» Exercise brief: In the material below, find the line with "For every <instance>" and the line with "box: [214, 299, 1182, 422]", then output those two lines and every line between them, exactly.

» Source information:
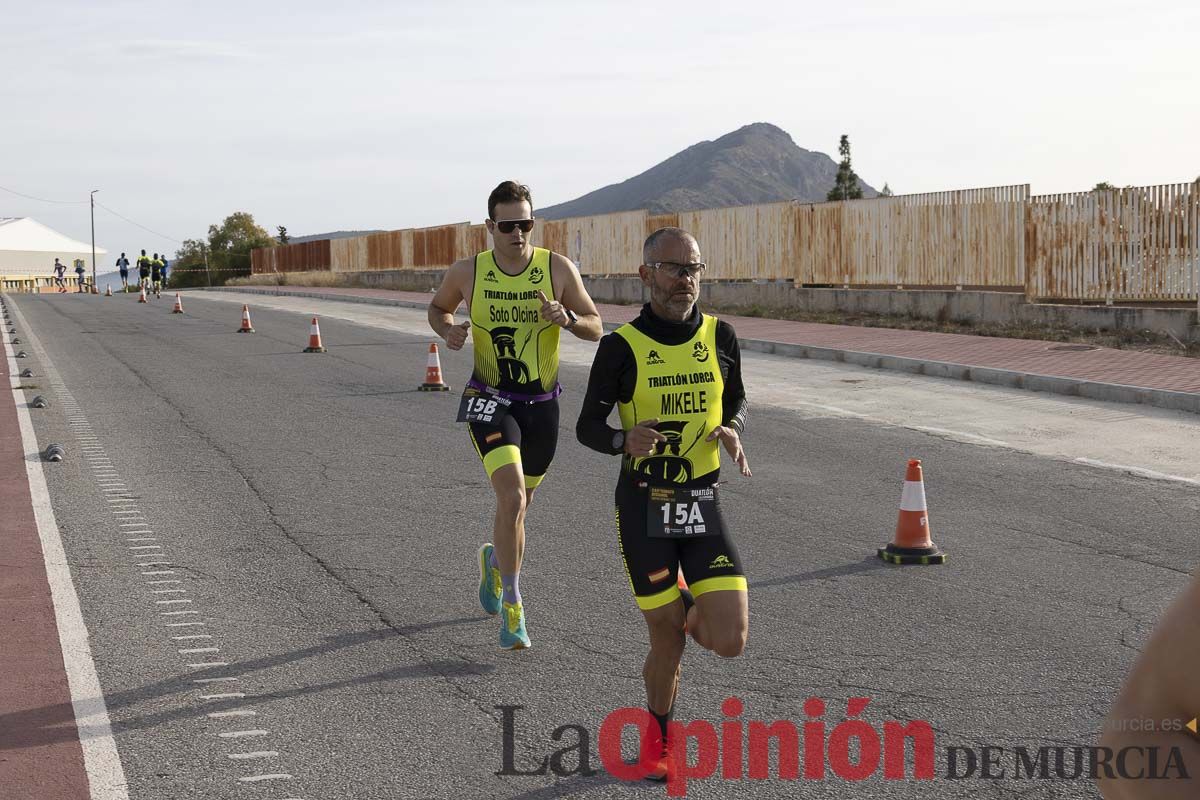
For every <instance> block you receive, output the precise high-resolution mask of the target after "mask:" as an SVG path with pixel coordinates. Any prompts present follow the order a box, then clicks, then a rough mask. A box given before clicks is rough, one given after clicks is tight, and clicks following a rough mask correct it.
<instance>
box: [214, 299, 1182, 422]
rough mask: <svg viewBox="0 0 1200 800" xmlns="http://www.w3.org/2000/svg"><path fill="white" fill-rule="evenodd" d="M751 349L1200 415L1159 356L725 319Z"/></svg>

...

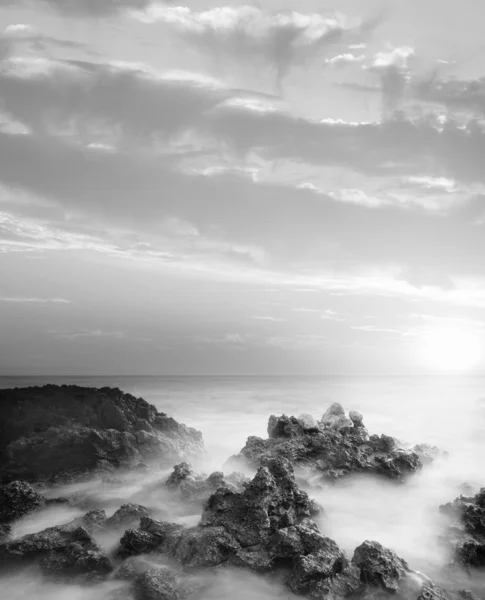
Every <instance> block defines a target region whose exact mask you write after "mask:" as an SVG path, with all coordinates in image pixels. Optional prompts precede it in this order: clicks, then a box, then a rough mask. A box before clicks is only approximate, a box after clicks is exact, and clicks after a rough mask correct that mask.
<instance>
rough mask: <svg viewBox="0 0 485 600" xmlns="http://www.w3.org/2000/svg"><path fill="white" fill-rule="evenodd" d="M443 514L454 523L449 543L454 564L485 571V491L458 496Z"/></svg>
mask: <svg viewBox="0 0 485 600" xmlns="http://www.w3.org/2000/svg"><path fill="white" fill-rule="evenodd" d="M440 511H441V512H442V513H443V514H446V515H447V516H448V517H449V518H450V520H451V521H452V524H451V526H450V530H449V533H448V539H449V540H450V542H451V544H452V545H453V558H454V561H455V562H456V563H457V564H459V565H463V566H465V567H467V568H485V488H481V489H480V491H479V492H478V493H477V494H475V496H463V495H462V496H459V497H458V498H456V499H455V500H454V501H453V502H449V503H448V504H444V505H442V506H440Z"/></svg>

* * *

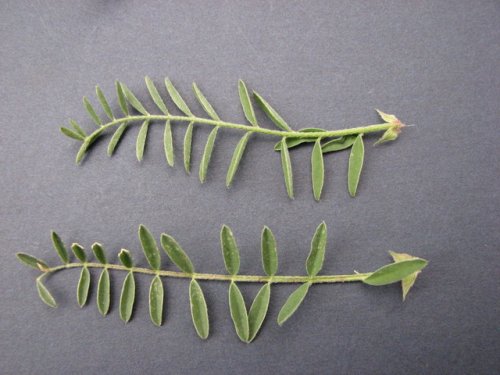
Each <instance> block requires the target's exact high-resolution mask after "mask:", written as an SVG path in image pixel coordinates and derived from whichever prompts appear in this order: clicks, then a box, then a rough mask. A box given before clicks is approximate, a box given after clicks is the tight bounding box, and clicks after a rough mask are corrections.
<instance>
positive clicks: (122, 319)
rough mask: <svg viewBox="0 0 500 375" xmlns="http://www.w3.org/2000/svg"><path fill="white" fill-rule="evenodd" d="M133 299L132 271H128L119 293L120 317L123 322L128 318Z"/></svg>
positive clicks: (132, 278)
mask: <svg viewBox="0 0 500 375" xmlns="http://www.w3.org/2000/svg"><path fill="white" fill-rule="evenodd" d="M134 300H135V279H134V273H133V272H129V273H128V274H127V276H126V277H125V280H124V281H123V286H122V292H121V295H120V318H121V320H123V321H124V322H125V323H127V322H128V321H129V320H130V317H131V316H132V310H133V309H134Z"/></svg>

» Task output:
For every <instance> block you receive, output the precise high-resolution mask of the target after "mask:" as an SVG path with pixel coordinates. Any prompts present follow the order a box, then clicks, then a rough mask. A box given before clicks is rough, one given after clicks is tight, and clicks following a rough mask correct it.
<instance>
box: [214, 299, 1182, 422]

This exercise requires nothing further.